To do: Which lines of the records below contain the string "building"? Report each of them.

[Excerpts from a dataset]
▼▼▼

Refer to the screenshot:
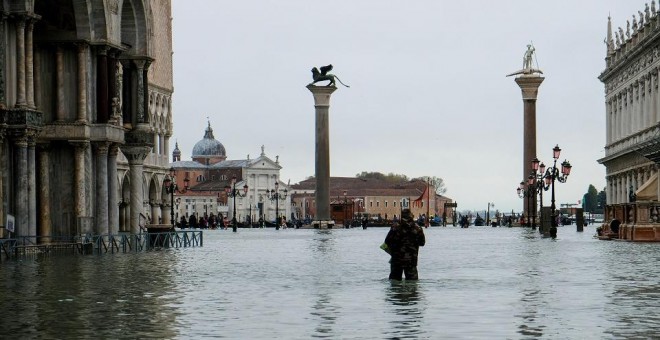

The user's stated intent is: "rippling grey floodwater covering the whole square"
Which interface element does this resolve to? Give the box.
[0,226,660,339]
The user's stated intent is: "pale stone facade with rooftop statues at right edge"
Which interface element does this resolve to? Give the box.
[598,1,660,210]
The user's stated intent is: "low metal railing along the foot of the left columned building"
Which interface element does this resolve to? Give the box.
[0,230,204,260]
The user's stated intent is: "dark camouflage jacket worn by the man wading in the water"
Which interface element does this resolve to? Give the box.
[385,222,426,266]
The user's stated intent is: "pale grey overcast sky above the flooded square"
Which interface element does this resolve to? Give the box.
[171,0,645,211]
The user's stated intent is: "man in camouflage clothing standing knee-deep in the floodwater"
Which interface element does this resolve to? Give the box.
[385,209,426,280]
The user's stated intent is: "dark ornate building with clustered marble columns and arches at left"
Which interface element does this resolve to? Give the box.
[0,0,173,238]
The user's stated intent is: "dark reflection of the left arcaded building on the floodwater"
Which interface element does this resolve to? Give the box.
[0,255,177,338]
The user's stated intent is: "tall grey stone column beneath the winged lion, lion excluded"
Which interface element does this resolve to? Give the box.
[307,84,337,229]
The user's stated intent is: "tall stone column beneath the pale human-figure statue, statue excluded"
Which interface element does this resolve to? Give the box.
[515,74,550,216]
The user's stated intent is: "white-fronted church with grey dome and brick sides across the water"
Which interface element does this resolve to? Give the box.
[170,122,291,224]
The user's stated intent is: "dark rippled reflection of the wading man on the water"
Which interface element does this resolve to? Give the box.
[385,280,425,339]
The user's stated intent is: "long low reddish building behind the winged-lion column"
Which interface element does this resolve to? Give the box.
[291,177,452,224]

▲▲▲

Expected answer:
The user's stated intent is: "low metal railing along the foot of the left columned building"
The user's stated intent is: "dark ornate building with clustered marble columns and arches at left"
The user's stated intent is: "dark reflection of the left arcaded building on the floodwater"
The user's stated intent is: "long low reddish building behind the winged-lion column"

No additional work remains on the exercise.